* [What you have to do]
Render the stretch of the records from the line containing "[locate] water goblet" through the line containing "<point>43,597</point>" as a JSON list of strings, one string per line and with blank lines omitted.

[Start Record excerpts]

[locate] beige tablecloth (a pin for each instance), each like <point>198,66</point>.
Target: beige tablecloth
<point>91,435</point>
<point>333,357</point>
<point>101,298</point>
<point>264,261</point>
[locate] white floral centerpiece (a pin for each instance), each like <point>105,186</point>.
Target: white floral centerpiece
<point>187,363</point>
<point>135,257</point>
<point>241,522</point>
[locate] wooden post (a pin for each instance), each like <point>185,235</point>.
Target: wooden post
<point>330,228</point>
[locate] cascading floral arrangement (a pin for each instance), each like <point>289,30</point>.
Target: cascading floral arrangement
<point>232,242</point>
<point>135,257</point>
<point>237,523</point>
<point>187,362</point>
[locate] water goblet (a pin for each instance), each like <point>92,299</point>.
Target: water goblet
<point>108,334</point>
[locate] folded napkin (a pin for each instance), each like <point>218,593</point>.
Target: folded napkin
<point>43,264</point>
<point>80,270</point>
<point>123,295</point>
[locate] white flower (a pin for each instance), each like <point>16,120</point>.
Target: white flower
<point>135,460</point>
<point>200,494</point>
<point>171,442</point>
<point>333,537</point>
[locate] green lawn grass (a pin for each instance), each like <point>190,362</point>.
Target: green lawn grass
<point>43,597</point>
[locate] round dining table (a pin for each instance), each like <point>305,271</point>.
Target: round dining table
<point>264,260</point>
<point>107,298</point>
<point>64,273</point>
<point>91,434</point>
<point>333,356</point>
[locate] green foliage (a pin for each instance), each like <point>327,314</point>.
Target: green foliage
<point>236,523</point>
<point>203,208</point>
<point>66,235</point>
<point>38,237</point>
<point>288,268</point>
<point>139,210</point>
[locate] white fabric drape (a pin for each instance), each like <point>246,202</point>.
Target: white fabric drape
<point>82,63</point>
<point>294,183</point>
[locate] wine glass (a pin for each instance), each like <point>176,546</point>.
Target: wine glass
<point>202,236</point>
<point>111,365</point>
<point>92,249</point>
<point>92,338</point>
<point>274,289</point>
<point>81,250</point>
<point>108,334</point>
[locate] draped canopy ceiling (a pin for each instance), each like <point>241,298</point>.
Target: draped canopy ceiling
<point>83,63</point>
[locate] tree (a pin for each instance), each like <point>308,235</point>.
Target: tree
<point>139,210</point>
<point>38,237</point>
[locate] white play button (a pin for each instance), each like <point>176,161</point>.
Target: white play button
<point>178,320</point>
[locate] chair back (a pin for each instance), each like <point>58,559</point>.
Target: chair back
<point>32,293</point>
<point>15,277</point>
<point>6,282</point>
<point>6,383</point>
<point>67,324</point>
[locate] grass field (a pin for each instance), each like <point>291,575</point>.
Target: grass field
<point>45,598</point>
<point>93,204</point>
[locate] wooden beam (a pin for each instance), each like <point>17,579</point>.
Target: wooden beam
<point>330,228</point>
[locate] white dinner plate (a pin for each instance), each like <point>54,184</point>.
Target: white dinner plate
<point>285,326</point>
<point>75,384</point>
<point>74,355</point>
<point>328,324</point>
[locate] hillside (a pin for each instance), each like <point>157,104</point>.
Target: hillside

[End Record excerpts]

* [Answer to the task]
[
  "[locate] water goblet (a pin for each instance), each like <point>92,299</point>.",
  "Target: water goblet",
  "<point>108,334</point>",
  "[locate] folded napkin (a pin for each instance), each like <point>218,593</point>.",
  "Target: folded napkin",
  "<point>43,264</point>",
  "<point>80,270</point>",
  "<point>123,295</point>",
  "[locate] white flower (a pin for each instance), each like <point>16,120</point>.",
  "Target: white flower",
  "<point>135,460</point>",
  "<point>200,494</point>",
  "<point>171,442</point>",
  "<point>333,537</point>",
  "[locate] green lawn grass (a pin for each instance), each like <point>190,362</point>.",
  "Target: green lawn grass",
  "<point>43,597</point>"
]